[BEGIN AVAILABLE RECORDS]
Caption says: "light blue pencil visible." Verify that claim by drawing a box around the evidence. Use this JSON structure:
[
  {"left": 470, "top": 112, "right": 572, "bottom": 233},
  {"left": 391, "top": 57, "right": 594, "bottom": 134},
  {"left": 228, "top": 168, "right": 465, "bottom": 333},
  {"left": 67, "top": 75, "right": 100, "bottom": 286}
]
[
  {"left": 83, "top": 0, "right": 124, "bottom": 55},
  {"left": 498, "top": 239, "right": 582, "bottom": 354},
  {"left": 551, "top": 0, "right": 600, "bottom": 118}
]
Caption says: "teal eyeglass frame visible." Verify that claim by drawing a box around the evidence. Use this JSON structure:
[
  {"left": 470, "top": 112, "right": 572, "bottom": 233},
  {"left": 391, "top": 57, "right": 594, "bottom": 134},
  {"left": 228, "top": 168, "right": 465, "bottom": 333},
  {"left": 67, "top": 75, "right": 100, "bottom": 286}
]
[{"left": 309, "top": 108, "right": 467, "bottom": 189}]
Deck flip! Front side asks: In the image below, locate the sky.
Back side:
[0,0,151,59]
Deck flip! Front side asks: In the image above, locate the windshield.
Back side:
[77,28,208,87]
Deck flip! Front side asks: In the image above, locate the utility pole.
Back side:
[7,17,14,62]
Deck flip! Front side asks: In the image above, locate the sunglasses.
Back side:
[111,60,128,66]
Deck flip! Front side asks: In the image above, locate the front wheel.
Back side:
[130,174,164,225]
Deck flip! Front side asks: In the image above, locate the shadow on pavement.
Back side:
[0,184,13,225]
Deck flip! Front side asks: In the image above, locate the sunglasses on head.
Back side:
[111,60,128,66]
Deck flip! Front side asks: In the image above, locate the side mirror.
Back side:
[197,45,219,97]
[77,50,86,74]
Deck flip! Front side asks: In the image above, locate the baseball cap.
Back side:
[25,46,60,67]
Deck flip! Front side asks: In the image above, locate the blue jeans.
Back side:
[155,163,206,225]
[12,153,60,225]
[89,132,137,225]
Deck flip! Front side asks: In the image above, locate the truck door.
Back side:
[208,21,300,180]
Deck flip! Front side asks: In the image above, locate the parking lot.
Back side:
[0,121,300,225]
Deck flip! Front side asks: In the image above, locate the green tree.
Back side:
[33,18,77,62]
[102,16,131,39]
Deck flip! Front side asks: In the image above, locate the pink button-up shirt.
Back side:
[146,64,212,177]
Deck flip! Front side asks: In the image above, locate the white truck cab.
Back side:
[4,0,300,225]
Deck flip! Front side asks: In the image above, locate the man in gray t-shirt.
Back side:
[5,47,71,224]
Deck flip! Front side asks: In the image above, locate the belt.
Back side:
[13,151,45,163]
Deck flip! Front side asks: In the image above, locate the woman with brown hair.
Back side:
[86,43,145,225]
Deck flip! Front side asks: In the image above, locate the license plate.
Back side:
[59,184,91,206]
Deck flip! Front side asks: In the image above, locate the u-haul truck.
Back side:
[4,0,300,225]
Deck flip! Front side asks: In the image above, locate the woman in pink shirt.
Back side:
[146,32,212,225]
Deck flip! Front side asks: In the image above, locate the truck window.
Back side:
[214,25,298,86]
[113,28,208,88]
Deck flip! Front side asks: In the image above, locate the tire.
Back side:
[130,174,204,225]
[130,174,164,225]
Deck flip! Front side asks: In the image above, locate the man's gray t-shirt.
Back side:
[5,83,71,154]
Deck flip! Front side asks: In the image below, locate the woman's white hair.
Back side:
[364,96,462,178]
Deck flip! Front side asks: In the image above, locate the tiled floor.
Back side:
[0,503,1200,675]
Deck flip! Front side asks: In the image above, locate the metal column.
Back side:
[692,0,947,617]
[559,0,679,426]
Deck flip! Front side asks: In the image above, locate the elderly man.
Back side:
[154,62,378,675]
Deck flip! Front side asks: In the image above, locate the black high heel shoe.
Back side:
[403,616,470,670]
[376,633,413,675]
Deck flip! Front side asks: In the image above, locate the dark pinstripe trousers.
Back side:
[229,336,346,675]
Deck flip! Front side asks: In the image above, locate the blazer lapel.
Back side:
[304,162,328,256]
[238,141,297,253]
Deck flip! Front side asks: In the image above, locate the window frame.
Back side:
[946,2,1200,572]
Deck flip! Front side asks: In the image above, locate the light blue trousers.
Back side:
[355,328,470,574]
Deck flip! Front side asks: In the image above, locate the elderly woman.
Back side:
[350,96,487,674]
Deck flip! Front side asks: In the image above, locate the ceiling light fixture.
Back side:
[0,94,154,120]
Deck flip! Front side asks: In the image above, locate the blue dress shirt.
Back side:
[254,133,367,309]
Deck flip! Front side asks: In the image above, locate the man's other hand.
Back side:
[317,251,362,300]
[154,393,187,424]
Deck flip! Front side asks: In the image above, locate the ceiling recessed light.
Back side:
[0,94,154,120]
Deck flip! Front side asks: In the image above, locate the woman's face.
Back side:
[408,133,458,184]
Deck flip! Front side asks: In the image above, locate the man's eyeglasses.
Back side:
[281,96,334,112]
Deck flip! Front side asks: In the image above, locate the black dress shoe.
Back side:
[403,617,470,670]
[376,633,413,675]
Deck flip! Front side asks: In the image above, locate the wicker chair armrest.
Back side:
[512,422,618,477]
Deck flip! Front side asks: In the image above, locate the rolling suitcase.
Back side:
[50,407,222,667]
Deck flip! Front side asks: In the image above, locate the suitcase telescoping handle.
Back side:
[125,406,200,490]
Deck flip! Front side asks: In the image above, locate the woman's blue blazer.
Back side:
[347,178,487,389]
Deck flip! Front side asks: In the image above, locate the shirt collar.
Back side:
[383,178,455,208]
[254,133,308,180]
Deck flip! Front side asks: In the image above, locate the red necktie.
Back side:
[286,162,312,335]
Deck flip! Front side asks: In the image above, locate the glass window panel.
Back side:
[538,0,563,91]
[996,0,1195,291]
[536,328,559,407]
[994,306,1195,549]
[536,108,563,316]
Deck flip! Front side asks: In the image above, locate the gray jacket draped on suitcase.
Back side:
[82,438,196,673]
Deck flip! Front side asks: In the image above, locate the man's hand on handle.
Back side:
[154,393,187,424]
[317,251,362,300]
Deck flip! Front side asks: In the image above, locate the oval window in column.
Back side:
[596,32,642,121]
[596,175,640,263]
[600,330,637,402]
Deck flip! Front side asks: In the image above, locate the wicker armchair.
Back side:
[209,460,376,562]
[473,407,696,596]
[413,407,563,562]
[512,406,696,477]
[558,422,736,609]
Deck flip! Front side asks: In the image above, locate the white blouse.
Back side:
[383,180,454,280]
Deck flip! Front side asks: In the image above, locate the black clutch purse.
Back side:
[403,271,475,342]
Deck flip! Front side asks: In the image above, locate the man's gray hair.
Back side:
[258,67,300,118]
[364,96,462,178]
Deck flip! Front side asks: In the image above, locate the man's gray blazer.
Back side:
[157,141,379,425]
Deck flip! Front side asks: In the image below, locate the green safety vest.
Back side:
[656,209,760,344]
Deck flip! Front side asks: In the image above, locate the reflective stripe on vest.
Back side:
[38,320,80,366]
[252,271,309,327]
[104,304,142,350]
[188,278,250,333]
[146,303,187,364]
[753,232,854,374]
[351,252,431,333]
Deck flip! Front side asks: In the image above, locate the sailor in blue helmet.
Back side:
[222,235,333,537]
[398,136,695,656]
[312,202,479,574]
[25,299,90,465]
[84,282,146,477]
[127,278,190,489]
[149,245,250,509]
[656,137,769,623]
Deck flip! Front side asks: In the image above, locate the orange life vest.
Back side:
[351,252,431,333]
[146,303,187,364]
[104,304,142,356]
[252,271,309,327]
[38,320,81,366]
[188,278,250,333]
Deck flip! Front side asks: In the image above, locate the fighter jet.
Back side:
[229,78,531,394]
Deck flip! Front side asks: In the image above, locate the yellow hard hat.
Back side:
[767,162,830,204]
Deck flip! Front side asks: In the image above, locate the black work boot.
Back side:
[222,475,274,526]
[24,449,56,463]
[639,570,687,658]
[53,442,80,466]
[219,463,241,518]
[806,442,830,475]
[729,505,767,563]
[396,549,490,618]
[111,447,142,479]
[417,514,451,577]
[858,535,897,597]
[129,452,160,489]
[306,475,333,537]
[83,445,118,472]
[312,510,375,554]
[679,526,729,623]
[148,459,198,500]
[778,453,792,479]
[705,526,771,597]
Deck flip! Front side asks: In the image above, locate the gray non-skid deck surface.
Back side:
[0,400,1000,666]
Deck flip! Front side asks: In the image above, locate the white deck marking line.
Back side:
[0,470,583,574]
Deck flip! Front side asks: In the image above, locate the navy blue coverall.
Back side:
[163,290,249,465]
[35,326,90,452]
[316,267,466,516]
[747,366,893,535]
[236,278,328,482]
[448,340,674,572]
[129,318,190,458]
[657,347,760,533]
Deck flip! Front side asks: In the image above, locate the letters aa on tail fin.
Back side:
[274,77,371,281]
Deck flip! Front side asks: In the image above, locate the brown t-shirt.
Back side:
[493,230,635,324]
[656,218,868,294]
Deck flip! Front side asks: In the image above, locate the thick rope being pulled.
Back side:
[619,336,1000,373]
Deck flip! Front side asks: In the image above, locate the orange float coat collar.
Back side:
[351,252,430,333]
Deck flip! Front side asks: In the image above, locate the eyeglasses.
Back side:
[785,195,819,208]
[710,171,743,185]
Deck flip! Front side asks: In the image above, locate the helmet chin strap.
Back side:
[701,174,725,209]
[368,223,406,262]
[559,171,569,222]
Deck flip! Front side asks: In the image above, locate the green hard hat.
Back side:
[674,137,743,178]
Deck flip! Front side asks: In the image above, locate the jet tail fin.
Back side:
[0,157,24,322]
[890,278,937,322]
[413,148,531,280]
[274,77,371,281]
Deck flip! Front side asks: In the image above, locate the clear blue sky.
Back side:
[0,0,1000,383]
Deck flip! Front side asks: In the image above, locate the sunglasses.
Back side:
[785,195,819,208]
[END AVAILABLE RECORDS]
WORK TO COMPLETE. Output everything in the data from the line containing "locate the belt." down to the line containing "[350,96,487,674]", both included, as a Markdown table with the columns Row and Line. Leave out blank lines.

THE SOLUTION.
| Row | Line |
|---|---|
| 1 | Deck flip! Front side asks: In the image above, locate the belt. |
| 2 | Back side: |
| 3 | [13,151,45,163] |
| 4 | Deck flip! Front side asks: In the image above, locate the woman with brown hair. |
| 5 | Back side: |
| 6 | [86,43,145,225] |
| 7 | Deck flip! Front side asks: In the image above, locate the license plate. |
| 8 | Back side: |
| 9 | [59,184,91,206] |
| 10 | Deck flip! Front side asks: In the image above, locate the u-haul truck. |
| 11 | Back side: |
| 12 | [4,0,300,225] |
| 13 | Deck flip! Front side asks: In the image above, locate the woman in pink shirt. |
| 14 | Back side: |
| 15 | [146,32,212,225] |
| 16 | Deck flip! Front side asks: In the image above, locate the truck window. |
| 17 | Back side: |
| 18 | [214,25,298,86] |
| 19 | [113,28,208,88] |
| 20 | Deck flip! Front side asks: In the image above, locate the tire. |
| 21 | Back side: |
| 22 | [130,174,204,225] |
| 23 | [130,174,164,225] |
| 24 | Deck flip! Front side asks: In the image above, locate the man's gray t-shirt. |
| 25 | Back side: |
| 26 | [5,83,71,154] |
| 27 | Deck flip! Front side asks: In the image below, locate the woman's white hair. |
| 28 | Back side: |
| 29 | [364,96,462,178] |
| 30 | Deck flip! Front side asks: In the image above, locate the tiled floor. |
| 31 | Back side: |
| 32 | [0,503,1200,675] |
| 33 | Deck flip! Front side asks: In the image above, locate the metal column. |
| 34 | Back side: |
| 35 | [692,0,947,617] |
| 36 | [559,0,679,426] |
| 37 | Deck flip! Front side asks: In the image above, locate the elderly man. |
| 38 | Back side: |
| 39 | [154,62,378,675] |
| 40 | Deck flip! Front side asks: In the image above, locate the black high heel shoe. |
| 41 | Back side: |
| 42 | [403,616,470,670] |
| 43 | [376,633,413,675] |
| 44 | Deck flip! Front side asks: In the image above, locate the dark pinstripe trousers. |
| 45 | Back side: |
| 46 | [229,336,346,675] |
| 47 | Deck flip! Front side asks: In the image above, locate the blazer lapel. |
| 48 | Back side: |
| 49 | [304,162,328,256] |
| 50 | [238,141,297,253] |
| 51 | Deck flip! Front side asks: In the image above, locate the window frame. |
| 52 | Back side: |
| 53 | [946,2,1200,572] |
| 54 | Deck flip! Front side asks: In the image above, locate the light blue trousers. |
| 55 | Back side: |
| 56 | [355,328,470,574] |
| 57 | Deck flip! Front side asks: In the image above, locate the elderly woman. |
| 58 | Back side: |
| 59 | [350,96,487,674] |